“Toute mesure touchant au chiffrement des données doit être basée sur les faits, non sur une peur.”
Frank La Rue, Directeur de la Communication et de l’Information de l’UNESCO.
Les faits en matière de protection des données privées sont clairs depuis les révélations successives d’Edward Snowden, la menace ne vient pas exclusivement de groupes terroristes.
Alan Davidson, ancien directeur de l’Économie Digitale au sein du Département du Commerce américain, insiste quant à lui sur l’intérêt du chiffrement pour la sécurité intérieure, faisant notamment référence à des attaques provenant d’États étrangers : “La nécessité de démocratiser le chiffrement est avant tout un impératif de sécurité intérieure qui englobe largement la question de la vie privée des individus”.
Pourtant, le candidat Macron, que l’on présente comme le candidat “nouvelles technologies et économie numérique”, a fait une déclaration surprenante lors de la présentation de son programme de lutte contre le terrorisme le 10 avril 2017.

....................

## CONSIGNE 1
Pouvez-vous recopier les lignes de données en remplaçant « dirt » par « gravel » sans rien modifier d'autre ? Commencez à la première ligne de données, arrêtez-vous après celle qui contient « 0, 193, 790, 509 » et omettez les images.

## Lignes d'un jeu de données d'annotation de boîtes
....................

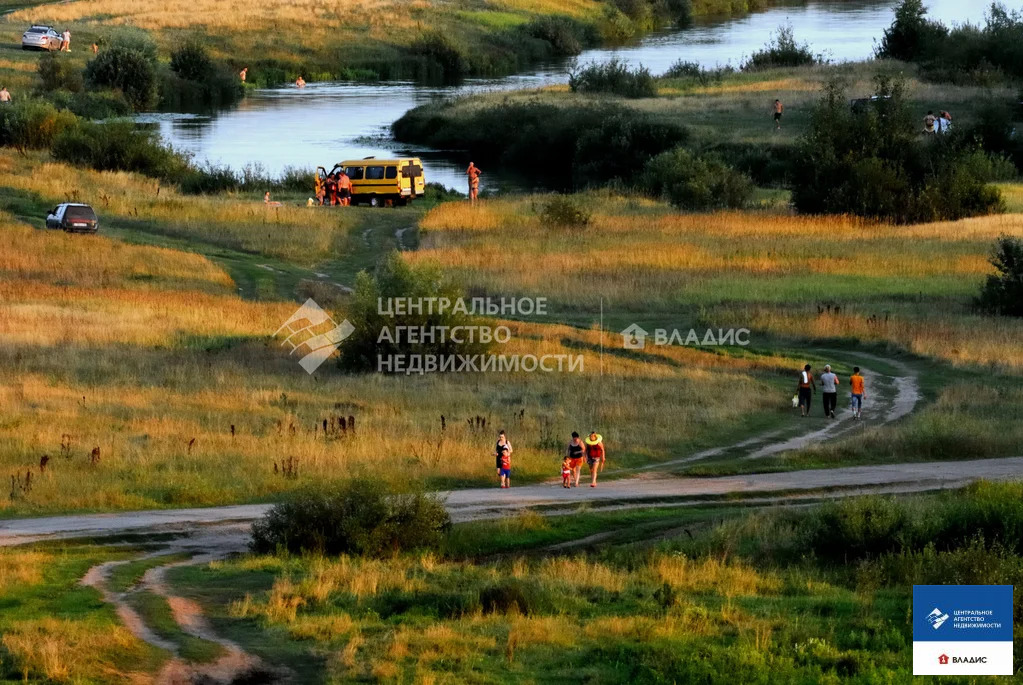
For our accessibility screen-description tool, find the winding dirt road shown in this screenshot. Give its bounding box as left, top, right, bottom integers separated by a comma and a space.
0, 354, 1023, 685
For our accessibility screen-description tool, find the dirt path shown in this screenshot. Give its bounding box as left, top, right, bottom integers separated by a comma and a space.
630, 351, 921, 474
7, 457, 1023, 546
82, 523, 288, 685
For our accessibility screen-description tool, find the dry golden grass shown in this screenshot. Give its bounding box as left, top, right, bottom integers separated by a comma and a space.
0, 547, 52, 594
8, 0, 598, 70
0, 150, 348, 264
650, 555, 782, 597
0, 619, 144, 683
0, 193, 790, 509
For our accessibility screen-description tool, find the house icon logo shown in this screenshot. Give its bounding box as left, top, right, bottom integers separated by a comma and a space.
622, 323, 650, 350
927, 606, 948, 630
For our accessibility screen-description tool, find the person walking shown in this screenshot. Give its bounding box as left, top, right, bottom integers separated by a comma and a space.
586, 430, 606, 488
796, 364, 814, 418
465, 162, 483, 203
565, 430, 585, 488
820, 364, 841, 418
325, 174, 338, 207
849, 366, 866, 420
494, 430, 512, 488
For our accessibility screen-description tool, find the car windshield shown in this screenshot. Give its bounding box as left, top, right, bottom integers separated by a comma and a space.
64, 207, 96, 221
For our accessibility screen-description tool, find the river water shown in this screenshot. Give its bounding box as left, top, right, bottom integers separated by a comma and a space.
148, 0, 994, 190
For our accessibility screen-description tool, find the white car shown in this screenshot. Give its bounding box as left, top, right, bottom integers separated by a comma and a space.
21, 27, 61, 52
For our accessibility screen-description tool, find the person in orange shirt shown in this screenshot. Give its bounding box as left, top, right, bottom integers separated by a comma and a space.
465, 162, 483, 202
583, 430, 606, 488
849, 366, 866, 419
338, 169, 352, 207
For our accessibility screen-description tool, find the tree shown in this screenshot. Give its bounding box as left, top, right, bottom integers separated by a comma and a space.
976, 235, 1023, 317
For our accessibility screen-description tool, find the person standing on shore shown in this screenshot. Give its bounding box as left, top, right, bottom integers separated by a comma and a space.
586, 430, 606, 488
849, 366, 866, 419
465, 162, 483, 203
796, 364, 814, 418
565, 430, 585, 488
494, 430, 512, 488
820, 364, 840, 418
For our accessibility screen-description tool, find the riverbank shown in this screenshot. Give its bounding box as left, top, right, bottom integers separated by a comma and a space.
0, 0, 871, 85
392, 60, 1015, 187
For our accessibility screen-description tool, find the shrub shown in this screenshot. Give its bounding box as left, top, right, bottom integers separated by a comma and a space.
569, 57, 657, 97
50, 121, 188, 182
37, 53, 85, 93
573, 111, 688, 187
341, 253, 490, 371
171, 39, 216, 81
251, 477, 451, 556
876, 0, 948, 61
660, 0, 693, 29
525, 16, 583, 57
536, 194, 593, 228
392, 101, 688, 189
976, 235, 1023, 316
46, 90, 132, 120
792, 76, 1003, 223
0, 98, 78, 149
742, 25, 824, 72
802, 497, 909, 561
642, 147, 753, 211
596, 4, 636, 45
85, 44, 157, 110
877, 0, 1023, 86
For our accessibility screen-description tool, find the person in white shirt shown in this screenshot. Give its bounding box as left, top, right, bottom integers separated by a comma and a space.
820, 364, 840, 418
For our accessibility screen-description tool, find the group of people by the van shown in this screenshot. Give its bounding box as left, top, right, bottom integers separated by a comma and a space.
924, 109, 952, 134
494, 430, 607, 488
316, 169, 352, 207
796, 364, 866, 420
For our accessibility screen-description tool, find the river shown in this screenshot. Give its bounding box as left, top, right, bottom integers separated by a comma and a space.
148, 0, 988, 190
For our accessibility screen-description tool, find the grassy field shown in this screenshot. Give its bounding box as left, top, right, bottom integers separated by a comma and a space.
409, 192, 1023, 373
0, 544, 167, 683
148, 486, 1019, 683
0, 157, 814, 515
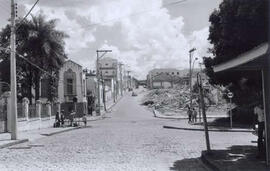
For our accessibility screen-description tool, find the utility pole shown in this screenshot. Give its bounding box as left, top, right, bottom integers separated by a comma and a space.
119, 63, 124, 96
197, 73, 211, 153
96, 50, 112, 115
96, 51, 100, 115
10, 0, 17, 140
189, 48, 196, 108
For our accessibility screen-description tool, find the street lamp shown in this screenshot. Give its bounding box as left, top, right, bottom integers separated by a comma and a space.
96, 50, 112, 114
189, 48, 196, 108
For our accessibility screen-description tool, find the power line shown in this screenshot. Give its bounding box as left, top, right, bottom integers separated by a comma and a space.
16, 0, 39, 31
79, 0, 187, 28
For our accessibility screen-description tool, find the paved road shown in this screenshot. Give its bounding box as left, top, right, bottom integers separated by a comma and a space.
0, 95, 254, 171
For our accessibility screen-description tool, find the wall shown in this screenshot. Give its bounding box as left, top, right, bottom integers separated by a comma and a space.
58, 60, 85, 103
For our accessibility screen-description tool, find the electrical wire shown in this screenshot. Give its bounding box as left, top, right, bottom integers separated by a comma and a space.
79, 0, 187, 28
16, 0, 39, 31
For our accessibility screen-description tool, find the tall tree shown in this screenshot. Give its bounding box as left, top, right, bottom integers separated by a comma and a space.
204, 0, 269, 105
0, 15, 67, 103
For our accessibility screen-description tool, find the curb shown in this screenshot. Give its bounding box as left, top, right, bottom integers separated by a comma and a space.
40, 127, 82, 136
0, 139, 29, 149
163, 125, 253, 133
201, 151, 221, 171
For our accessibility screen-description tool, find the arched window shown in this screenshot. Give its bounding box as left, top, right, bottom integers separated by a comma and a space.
64, 69, 77, 96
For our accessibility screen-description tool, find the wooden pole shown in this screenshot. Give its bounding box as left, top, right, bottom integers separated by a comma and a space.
10, 0, 17, 140
261, 68, 270, 166
197, 73, 211, 153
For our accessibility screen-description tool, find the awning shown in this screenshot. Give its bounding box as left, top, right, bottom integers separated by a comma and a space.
213, 43, 269, 72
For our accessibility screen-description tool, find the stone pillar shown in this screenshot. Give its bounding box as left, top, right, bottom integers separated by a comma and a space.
46, 101, 52, 118
3, 91, 12, 132
22, 97, 29, 121
36, 100, 41, 119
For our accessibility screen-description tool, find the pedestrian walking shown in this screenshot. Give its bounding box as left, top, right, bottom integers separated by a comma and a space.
192, 108, 198, 123
88, 94, 95, 116
254, 104, 265, 158
60, 110, 65, 127
187, 106, 192, 123
53, 112, 61, 128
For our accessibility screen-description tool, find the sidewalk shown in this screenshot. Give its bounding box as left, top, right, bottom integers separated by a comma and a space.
201, 146, 270, 171
0, 94, 122, 149
152, 108, 226, 119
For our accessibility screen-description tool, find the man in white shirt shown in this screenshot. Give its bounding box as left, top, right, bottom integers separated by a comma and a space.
254, 104, 264, 157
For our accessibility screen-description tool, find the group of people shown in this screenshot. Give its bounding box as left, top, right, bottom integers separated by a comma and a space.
187, 106, 198, 123
53, 111, 65, 128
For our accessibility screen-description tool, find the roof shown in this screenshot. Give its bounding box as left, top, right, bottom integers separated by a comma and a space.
149, 68, 180, 72
213, 43, 269, 72
99, 57, 117, 62
65, 59, 82, 67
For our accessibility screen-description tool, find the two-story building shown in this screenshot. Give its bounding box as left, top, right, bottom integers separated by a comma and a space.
98, 57, 119, 100
58, 60, 87, 113
147, 68, 187, 89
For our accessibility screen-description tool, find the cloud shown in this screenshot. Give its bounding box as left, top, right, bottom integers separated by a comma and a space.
14, 0, 214, 79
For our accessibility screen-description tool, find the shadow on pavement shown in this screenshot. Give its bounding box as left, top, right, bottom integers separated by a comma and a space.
194, 118, 252, 130
202, 145, 270, 171
170, 157, 207, 171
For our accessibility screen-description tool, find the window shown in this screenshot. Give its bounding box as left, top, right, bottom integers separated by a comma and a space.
67, 79, 73, 94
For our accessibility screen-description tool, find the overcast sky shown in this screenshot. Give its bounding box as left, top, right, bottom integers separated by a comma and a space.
0, 0, 221, 79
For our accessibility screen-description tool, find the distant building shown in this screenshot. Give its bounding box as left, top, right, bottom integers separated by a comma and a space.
99, 57, 119, 100
146, 68, 188, 89
58, 60, 87, 113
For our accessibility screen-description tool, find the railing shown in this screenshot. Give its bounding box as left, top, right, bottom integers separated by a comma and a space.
29, 104, 37, 118
17, 103, 25, 118
40, 104, 49, 118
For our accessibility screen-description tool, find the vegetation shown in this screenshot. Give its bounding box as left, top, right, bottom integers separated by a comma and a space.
0, 15, 67, 102
204, 0, 269, 106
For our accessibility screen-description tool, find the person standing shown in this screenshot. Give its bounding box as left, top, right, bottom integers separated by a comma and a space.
254, 104, 265, 157
192, 108, 198, 123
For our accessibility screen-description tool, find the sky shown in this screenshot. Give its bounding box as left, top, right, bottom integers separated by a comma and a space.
0, 0, 222, 79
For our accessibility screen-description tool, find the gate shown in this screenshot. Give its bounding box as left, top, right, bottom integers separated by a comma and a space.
0, 98, 7, 133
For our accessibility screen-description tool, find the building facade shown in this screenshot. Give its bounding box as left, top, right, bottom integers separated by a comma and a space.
58, 60, 87, 113
147, 68, 187, 89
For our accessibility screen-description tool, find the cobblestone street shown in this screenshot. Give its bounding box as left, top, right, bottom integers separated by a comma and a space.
0, 95, 255, 171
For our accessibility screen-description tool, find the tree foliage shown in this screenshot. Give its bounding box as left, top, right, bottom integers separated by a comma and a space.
204, 0, 269, 105
0, 14, 67, 100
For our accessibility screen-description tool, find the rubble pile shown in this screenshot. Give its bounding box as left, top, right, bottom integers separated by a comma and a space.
142, 88, 189, 110
142, 87, 227, 113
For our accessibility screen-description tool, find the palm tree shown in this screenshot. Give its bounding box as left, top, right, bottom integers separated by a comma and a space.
23, 14, 68, 100
0, 14, 68, 102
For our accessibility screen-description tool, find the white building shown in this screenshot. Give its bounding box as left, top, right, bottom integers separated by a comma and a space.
58, 60, 87, 113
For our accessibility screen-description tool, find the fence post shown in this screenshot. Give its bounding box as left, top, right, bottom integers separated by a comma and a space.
46, 101, 52, 119
36, 100, 42, 119
56, 100, 61, 115
22, 97, 29, 121
3, 91, 12, 132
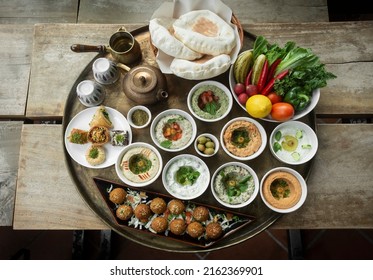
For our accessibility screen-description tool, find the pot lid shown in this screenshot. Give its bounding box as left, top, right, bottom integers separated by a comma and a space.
128, 66, 157, 93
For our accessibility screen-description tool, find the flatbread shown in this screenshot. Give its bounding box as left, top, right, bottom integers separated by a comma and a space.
170, 54, 231, 80
173, 10, 236, 55
149, 17, 202, 60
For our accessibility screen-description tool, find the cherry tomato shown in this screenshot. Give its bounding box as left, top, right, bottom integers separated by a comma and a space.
267, 91, 282, 104
271, 102, 295, 121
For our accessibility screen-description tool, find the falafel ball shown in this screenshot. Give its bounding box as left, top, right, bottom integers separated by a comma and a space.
193, 206, 209, 222
167, 199, 185, 215
170, 219, 186, 235
186, 222, 205, 238
109, 188, 127, 204
134, 203, 152, 223
115, 204, 133, 221
150, 216, 168, 233
150, 197, 167, 215
206, 222, 223, 239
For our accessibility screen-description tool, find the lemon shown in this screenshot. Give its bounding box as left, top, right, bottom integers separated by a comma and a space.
246, 94, 272, 118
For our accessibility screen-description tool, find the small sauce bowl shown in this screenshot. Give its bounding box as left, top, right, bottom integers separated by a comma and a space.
127, 105, 152, 128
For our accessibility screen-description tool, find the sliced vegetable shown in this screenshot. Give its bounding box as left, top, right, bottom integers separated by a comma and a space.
257, 59, 268, 92
261, 70, 289, 95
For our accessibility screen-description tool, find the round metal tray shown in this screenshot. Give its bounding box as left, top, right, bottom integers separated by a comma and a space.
62, 26, 315, 253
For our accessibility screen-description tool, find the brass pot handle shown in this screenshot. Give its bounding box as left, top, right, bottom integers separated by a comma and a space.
70, 44, 107, 53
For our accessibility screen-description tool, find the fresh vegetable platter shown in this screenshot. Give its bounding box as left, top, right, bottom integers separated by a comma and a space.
229, 36, 336, 122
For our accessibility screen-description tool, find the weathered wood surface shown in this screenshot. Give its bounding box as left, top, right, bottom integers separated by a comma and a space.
0, 24, 33, 118
13, 125, 107, 229
0, 0, 79, 24
0, 121, 23, 226
26, 24, 140, 118
26, 21, 373, 118
78, 0, 329, 24
14, 124, 373, 229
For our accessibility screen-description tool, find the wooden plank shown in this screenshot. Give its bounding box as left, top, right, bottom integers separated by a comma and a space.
0, 0, 79, 24
26, 22, 373, 118
0, 121, 23, 226
78, 0, 329, 24
274, 124, 373, 229
13, 125, 107, 229
0, 24, 33, 118
26, 24, 139, 118
14, 124, 373, 229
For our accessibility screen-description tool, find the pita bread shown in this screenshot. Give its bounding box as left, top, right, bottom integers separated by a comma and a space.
170, 54, 231, 80
173, 10, 236, 55
149, 17, 202, 60
89, 105, 113, 128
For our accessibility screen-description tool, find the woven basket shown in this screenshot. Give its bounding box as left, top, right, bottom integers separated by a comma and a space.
150, 14, 244, 56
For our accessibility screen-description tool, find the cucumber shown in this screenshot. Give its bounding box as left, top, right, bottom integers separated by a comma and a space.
251, 54, 266, 85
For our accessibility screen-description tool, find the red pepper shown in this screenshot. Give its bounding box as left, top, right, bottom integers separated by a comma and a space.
261, 69, 289, 95
256, 59, 268, 92
267, 58, 282, 82
245, 67, 253, 87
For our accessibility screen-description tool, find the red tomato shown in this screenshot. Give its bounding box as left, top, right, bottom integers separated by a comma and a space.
267, 91, 282, 104
271, 102, 295, 121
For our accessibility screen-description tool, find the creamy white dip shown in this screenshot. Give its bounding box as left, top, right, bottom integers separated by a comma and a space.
155, 114, 193, 150
272, 127, 313, 162
214, 165, 255, 204
163, 155, 210, 199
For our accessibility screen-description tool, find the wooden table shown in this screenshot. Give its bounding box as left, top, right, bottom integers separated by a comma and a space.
13, 22, 373, 244
0, 0, 329, 226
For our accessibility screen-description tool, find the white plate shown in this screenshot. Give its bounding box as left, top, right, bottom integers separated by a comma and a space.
64, 106, 132, 169
162, 154, 210, 200
229, 65, 320, 122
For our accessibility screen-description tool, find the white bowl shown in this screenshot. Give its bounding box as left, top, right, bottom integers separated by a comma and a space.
187, 81, 233, 122
260, 167, 307, 213
127, 105, 152, 129
115, 142, 163, 187
194, 133, 220, 157
211, 162, 259, 208
269, 121, 318, 165
150, 109, 197, 152
229, 65, 320, 122
220, 117, 267, 160
162, 154, 210, 200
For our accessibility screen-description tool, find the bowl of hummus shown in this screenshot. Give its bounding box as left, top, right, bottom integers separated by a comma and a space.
269, 121, 318, 165
150, 109, 197, 152
162, 154, 210, 200
220, 117, 267, 160
115, 142, 163, 187
187, 81, 233, 122
211, 162, 259, 208
260, 167, 307, 213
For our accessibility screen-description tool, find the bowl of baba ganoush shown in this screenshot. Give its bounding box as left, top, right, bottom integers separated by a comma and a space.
211, 162, 259, 208
187, 81, 233, 122
150, 109, 197, 152
115, 142, 163, 187
260, 167, 307, 213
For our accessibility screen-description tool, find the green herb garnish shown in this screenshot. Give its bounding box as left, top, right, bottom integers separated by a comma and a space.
129, 154, 152, 174
160, 140, 172, 149
176, 166, 200, 186
231, 128, 250, 148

....................

## CONSIGNE 2
D'après l'extrait sur le chiffrement, pourquoi Alan Davidson juge-t-il le chiffrement important pour la sécurité intérieure ?

## BONNE RÉPONSE 1
For our accessibility screen-description tool, find the winding gravel road shown in this screenshot. Give its bounding box as left, top, right, bottom integers separated by a comma and a space.
0, 354, 1023, 685
For our accessibility screen-description tool, find the gravel path shown in this screenshot. Give its bounding box as left, top, right, bottom integers separated by a comma and a space.
630, 351, 921, 474
7, 457, 1023, 546
82, 523, 288, 685
For our accessibility screen-description tool, find the dry golden grass shown in this screenshot. Give its bounding box as left, top, right, bottom integers separated by a comma and a space.
0, 547, 52, 594
8, 0, 598, 70
0, 150, 348, 264
650, 555, 782, 597
0, 619, 144, 683
0, 193, 790, 509

## BONNE RÉPONSE 2
Il fait référence à des attaques provenant d'États étrangers. Selon lui, la nécessité de démocratiser le chiffrement est avant tout un impératif de sécurité intérieure, qui englobe largement la question de la vie privée des individus.